The exercise => Gather every line of the material below that contains the string "pants", and copy each one.

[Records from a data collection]
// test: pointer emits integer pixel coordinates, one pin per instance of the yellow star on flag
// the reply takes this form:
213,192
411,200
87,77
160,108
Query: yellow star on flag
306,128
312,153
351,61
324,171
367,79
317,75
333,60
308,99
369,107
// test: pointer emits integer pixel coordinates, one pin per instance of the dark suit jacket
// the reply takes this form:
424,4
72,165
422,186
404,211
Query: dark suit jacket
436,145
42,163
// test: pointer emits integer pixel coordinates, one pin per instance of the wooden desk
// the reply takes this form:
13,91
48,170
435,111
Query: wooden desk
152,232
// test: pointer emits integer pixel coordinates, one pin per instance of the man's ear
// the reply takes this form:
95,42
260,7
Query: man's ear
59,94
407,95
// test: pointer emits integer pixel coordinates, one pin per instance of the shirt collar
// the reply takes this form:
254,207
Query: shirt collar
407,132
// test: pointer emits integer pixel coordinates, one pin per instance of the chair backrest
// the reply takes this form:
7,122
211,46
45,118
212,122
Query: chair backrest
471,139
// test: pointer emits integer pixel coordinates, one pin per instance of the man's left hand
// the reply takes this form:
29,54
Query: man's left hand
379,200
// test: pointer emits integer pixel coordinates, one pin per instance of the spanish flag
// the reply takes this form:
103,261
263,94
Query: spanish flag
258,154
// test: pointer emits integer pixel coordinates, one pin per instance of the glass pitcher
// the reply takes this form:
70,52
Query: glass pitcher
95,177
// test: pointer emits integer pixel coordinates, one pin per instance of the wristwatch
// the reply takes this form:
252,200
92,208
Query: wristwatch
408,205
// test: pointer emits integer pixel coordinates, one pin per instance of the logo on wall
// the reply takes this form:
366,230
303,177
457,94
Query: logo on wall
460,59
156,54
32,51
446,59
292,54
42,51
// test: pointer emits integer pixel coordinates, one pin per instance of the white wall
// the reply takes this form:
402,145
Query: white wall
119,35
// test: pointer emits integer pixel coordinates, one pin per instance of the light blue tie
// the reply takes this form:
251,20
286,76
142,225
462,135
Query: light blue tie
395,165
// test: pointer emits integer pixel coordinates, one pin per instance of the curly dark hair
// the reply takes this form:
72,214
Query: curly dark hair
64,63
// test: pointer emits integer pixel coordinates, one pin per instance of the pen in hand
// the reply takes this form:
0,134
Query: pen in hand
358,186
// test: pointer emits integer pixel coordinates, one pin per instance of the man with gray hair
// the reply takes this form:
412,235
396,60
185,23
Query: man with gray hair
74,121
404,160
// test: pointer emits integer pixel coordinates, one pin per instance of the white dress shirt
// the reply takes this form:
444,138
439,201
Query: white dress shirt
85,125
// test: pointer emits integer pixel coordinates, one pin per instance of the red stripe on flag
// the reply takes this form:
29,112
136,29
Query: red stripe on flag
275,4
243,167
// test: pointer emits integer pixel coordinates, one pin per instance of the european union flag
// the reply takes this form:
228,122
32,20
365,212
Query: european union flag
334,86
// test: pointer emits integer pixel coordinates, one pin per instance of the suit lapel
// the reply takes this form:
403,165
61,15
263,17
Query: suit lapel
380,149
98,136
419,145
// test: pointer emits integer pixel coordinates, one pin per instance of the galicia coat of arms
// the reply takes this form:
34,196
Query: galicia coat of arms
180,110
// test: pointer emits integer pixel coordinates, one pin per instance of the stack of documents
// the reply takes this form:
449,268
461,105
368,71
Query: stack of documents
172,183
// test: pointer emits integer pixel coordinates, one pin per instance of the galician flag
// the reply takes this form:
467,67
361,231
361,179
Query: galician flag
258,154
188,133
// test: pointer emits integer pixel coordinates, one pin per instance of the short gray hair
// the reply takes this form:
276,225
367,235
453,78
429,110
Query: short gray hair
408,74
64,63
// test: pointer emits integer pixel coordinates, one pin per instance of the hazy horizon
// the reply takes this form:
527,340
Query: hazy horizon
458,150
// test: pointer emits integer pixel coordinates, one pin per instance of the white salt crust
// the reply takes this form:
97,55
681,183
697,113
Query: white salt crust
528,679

==

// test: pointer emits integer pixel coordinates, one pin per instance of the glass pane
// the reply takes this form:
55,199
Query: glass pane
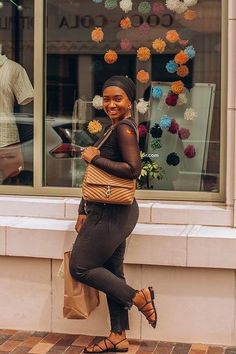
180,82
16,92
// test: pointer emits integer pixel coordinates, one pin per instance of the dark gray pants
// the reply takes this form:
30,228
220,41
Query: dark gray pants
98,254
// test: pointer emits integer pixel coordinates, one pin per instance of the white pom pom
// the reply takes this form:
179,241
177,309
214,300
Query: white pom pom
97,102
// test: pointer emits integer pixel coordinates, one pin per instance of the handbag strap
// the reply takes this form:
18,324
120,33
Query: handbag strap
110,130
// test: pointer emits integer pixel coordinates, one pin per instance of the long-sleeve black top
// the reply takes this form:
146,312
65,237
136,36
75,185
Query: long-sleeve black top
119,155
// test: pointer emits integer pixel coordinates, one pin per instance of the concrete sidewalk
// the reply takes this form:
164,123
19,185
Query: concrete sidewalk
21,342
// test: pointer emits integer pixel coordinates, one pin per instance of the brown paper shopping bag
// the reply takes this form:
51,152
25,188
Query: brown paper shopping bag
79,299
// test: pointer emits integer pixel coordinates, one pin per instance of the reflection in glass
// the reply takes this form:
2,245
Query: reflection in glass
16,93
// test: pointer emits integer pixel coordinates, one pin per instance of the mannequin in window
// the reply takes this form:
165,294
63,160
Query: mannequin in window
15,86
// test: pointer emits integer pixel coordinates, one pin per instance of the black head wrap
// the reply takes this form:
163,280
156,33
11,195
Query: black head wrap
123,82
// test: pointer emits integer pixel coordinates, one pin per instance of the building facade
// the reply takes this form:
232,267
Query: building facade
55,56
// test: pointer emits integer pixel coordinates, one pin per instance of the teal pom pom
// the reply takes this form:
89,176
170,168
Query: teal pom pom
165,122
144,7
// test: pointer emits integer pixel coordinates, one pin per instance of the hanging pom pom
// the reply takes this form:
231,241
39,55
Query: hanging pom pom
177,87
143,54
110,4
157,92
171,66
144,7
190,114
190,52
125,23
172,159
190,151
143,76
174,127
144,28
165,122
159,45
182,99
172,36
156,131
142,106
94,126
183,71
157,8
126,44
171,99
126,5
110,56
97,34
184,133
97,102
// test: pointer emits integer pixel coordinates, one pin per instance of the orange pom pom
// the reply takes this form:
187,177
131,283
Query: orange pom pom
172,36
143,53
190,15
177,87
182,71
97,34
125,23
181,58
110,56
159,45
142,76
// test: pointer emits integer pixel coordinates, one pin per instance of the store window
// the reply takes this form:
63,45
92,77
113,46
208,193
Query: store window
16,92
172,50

* * *

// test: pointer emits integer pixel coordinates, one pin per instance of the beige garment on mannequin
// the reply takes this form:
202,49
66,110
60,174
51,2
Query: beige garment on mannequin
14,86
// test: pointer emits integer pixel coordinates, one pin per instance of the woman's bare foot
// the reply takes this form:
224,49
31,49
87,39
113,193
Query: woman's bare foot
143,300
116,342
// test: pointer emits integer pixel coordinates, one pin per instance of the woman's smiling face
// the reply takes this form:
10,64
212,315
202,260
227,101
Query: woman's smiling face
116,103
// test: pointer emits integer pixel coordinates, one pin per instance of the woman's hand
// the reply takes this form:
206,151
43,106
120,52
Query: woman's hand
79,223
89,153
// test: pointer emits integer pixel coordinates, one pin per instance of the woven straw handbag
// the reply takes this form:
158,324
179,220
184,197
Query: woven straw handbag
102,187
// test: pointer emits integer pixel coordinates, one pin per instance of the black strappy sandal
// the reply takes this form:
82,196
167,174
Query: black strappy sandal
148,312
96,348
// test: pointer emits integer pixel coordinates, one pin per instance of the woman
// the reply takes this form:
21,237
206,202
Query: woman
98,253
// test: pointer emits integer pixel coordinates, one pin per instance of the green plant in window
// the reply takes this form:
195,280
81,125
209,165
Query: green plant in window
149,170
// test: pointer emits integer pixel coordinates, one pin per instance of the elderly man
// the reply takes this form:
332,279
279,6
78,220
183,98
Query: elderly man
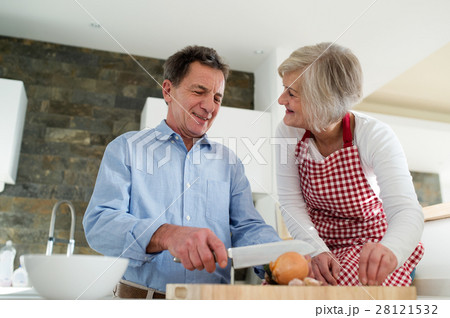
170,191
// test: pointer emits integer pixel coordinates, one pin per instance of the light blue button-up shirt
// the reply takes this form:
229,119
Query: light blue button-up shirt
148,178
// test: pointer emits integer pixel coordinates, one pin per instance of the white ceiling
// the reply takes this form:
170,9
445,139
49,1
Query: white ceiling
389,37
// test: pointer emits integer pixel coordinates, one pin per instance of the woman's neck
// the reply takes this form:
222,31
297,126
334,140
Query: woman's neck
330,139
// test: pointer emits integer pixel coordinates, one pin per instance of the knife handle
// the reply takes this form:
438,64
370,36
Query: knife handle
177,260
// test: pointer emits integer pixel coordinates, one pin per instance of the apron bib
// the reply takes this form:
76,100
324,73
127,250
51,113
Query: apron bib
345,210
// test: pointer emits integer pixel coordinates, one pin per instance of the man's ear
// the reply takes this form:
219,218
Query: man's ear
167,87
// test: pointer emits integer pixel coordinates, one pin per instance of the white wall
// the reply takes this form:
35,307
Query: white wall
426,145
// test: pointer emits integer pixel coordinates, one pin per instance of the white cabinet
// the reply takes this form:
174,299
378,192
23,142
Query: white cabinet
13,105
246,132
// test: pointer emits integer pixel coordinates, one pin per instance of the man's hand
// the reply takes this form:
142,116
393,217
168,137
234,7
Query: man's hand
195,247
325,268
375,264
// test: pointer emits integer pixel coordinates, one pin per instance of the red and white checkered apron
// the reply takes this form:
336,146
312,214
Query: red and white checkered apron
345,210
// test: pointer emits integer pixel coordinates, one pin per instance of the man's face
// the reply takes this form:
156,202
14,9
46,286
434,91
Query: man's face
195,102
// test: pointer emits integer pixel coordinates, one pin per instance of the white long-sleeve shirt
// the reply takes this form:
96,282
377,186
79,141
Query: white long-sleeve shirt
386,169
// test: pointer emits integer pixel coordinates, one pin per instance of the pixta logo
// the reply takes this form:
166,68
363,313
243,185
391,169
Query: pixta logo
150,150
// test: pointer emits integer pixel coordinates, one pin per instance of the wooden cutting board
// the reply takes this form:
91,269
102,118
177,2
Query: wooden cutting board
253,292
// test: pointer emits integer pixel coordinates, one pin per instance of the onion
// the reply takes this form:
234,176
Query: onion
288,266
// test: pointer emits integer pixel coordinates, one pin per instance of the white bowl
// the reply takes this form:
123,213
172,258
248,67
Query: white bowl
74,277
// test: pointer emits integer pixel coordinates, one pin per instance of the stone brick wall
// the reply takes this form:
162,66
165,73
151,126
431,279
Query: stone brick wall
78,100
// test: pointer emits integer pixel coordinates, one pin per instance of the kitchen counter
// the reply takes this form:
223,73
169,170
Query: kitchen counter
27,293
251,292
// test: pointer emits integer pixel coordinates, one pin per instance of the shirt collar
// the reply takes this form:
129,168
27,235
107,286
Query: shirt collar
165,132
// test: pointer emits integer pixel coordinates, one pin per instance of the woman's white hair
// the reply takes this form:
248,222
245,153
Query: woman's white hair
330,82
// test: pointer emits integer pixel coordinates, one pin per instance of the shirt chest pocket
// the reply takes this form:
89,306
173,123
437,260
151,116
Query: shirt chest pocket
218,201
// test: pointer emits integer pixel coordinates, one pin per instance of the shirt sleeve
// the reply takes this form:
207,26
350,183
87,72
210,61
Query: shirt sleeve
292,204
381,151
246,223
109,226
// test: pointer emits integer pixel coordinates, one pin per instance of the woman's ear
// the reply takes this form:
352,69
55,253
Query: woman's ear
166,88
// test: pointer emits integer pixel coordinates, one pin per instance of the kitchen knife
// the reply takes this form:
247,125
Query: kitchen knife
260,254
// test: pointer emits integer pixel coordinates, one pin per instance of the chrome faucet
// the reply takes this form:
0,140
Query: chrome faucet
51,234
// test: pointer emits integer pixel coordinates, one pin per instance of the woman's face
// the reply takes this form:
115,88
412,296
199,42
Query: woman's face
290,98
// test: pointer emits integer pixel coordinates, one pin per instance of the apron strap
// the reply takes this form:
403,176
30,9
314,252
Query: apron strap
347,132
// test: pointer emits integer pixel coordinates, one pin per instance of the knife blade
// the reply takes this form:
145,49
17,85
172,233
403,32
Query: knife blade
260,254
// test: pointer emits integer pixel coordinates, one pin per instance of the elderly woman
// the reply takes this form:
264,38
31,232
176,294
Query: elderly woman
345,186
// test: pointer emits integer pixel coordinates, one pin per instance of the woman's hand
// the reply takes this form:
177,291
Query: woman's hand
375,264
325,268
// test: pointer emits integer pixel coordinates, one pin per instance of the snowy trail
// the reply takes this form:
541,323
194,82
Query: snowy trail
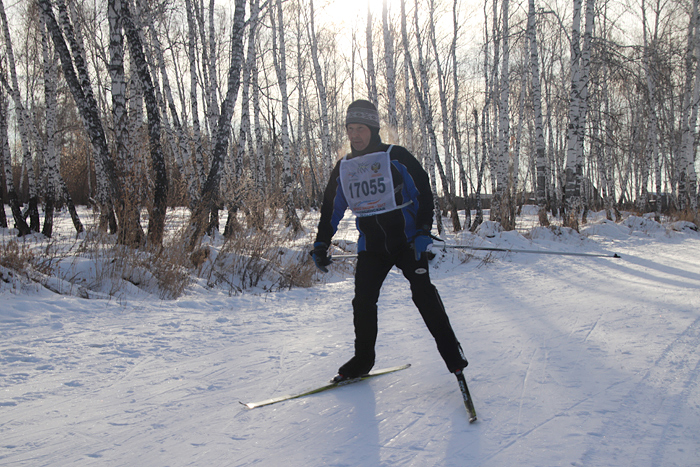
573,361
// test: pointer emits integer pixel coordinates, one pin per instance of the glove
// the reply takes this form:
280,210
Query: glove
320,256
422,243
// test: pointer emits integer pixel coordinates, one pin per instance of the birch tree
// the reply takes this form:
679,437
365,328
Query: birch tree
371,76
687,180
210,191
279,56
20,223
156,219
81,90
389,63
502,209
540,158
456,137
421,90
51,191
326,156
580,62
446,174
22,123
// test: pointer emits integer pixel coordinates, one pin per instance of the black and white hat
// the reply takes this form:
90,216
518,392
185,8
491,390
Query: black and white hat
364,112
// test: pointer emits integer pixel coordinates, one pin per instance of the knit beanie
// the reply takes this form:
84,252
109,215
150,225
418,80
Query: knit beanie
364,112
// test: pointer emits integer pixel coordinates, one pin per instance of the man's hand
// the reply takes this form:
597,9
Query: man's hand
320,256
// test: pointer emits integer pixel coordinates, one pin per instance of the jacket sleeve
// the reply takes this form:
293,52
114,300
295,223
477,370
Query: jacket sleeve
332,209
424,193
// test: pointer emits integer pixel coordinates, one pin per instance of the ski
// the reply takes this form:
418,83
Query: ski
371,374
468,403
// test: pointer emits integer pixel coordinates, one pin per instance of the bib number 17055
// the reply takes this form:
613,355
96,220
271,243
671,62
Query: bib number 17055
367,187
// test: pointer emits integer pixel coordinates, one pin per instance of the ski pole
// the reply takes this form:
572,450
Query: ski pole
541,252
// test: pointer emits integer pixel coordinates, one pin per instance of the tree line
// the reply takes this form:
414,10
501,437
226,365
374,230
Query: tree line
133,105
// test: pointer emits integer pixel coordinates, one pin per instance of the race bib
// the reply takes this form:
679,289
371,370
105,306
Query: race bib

Answer to this exercise =>
// test: pointer emits integer pixel coordinates, one pin per instance of the dark gray pants
Query: dark gray pants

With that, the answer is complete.